## Directions
Exact copy, pictures excluded: please retype every record below.

## Data for analysis
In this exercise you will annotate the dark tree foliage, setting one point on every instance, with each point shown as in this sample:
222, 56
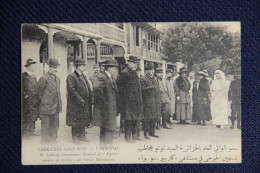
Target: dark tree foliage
202, 46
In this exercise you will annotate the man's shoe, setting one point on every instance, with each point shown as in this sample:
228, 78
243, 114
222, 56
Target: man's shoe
33, 134
153, 135
76, 142
137, 139
84, 140
185, 122
169, 122
146, 137
129, 141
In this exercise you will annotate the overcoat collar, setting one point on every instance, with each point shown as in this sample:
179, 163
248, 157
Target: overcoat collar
51, 80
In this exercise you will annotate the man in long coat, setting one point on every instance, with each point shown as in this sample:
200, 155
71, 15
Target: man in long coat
182, 88
149, 85
195, 101
48, 101
165, 97
105, 102
170, 84
79, 102
29, 112
203, 99
130, 99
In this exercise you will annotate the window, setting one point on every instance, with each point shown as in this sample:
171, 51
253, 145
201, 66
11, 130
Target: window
153, 42
144, 39
137, 36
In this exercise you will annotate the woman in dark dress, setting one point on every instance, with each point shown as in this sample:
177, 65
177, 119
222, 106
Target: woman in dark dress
203, 98
195, 108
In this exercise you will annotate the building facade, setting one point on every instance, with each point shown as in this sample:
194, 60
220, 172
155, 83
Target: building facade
144, 41
93, 42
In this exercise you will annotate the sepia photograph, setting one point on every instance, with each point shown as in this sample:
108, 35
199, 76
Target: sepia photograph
131, 93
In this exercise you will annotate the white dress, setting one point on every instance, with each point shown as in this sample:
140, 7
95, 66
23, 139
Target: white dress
220, 107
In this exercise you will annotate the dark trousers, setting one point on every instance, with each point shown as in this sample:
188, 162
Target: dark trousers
28, 124
165, 113
78, 132
49, 128
131, 129
236, 113
149, 126
106, 136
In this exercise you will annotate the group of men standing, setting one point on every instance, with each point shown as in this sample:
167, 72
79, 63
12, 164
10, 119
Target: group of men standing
98, 101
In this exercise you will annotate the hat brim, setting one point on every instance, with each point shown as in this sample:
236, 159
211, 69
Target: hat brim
110, 65
55, 66
159, 71
133, 60
81, 64
27, 65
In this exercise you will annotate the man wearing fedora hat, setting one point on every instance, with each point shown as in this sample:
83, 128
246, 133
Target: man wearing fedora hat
165, 97
29, 112
130, 99
203, 99
182, 88
234, 97
149, 93
49, 103
79, 105
105, 102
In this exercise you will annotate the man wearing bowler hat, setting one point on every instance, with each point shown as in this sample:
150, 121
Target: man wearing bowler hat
29, 112
79, 105
234, 96
130, 99
49, 103
165, 97
105, 102
149, 93
182, 88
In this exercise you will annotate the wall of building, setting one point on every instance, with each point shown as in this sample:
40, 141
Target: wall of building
30, 49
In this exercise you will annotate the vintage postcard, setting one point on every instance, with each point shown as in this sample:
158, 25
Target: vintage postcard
124, 93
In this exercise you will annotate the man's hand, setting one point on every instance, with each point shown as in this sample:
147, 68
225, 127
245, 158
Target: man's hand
82, 102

## Answer area
In this exercise you will annotate the dark tree foliage, setting one point on every instance, with each point shown as in this sample:
222, 56
Target: dark tree foliage
202, 46
In this exercise you will annotate the man's shoe, setting one point on every instance, with each point shown as in this sample:
228, 78
243, 114
222, 56
Target: man's shoe
33, 134
153, 135
76, 142
137, 139
84, 140
185, 122
169, 122
146, 137
129, 141
In this exercise you will annotate the overcoat collar, setting one point on every instance, with each point shown as in this sample:
179, 163
248, 157
Target: overcoat collar
51, 80
In this exercise you will annotate the man in long coat, setting one point on every instance, with each point shown as in this sample:
200, 155
71, 15
Target: man in long coat
182, 88
149, 85
195, 101
48, 101
165, 97
105, 102
170, 84
79, 102
29, 112
203, 99
130, 99
In this exercise you will annotate the window, setting one point on every instance, with each point shown as in this sample:
171, 51
253, 145
201, 66
11, 130
Target: window
153, 42
144, 39
137, 36
In this exercise you will annotate the woman in dark dress, setting one point on every instance, with each point shown as in this sample:
177, 65
177, 119
222, 106
Target: woman in dark dress
203, 98
195, 108
In this exercise you will annotate the building facade, setting one point on every instance, with each point shown as in this sample:
194, 60
220, 172
155, 83
Target: building facade
144, 41
93, 42
In this exercise you will annotate the sepia photograph, setting one point on every instance, with each point shown as in this sample:
108, 35
199, 76
Target: sepia photograph
131, 93
In this exercise you will annotate the white dress, setting one point on every instance, with each point shown as in this sample:
140, 7
95, 66
23, 139
Target: white dress
220, 107
In this exercise you will annotate the dark trousers, setting one point on every instance, with each point shown as in this sample:
188, 162
Target: dark trousers
28, 124
165, 113
78, 132
49, 128
131, 129
236, 113
149, 126
106, 136
In this exercise you will annotate the group of men standing, setting one point on every instance, with each point shown as in this sample:
167, 72
79, 63
12, 164
10, 119
Target: group of men standing
98, 101
In this exercise you will annotate the hat brim, setting one point on every instance, with each point shown as in this sample:
236, 159
211, 69
Target: hat brim
110, 65
55, 66
159, 71
133, 60
81, 64
27, 65
In this exercise you will annotate the man wearing fedora hat, setting one point on every instance, with each point shown as in this sample:
83, 128
246, 133
Target: man wearing fedora hat
165, 97
29, 112
130, 99
203, 99
182, 88
234, 97
149, 93
49, 103
79, 105
105, 102
In this exercise you will annotate the man wearing bowler hat, setting one point on every instance, with each point shown as in this sample:
150, 121
Target: man wearing bowler hat
29, 112
79, 105
234, 96
130, 99
49, 103
165, 97
105, 102
149, 93
182, 88
In this exercise you will annotate the wall of building, setting one point on every instance, with each point shown as in this sample:
40, 141
Target: wall of building
30, 49
In this exercise you will annotate the vintage postcard, setting one point on every instance, with each point shown as in this sample:
158, 25
Target: vintage postcard
124, 93
In this exercise you will annotate the man's hand, setting one point on every instance, with each point shown as in this sample:
147, 68
225, 127
245, 158
Target: man's hand
82, 102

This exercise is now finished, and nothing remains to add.